- 任务要求
找出下面列表中含有字符串“instance”的每一行，并逐行照抄下来。匹配时区分大小写。

- 所给材料
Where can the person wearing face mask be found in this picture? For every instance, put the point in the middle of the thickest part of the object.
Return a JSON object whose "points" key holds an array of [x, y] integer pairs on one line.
...
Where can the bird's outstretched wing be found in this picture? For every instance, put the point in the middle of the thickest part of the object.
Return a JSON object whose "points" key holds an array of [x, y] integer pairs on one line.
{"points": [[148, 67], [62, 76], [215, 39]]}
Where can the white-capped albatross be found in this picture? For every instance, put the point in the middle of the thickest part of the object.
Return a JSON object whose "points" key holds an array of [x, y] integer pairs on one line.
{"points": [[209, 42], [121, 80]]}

- 练习答案
Where can the person wearing face mask be found in this picture? For every instance, put the point in the middle of the thickest part of the object.
Where can the bird's outstretched wing be found in this picture? For every instance, put the point in the middle of the thickest part of the object.
Where can the white-capped albatross be found in this picture? For every instance, put the point in the middle of the thickest part of the object.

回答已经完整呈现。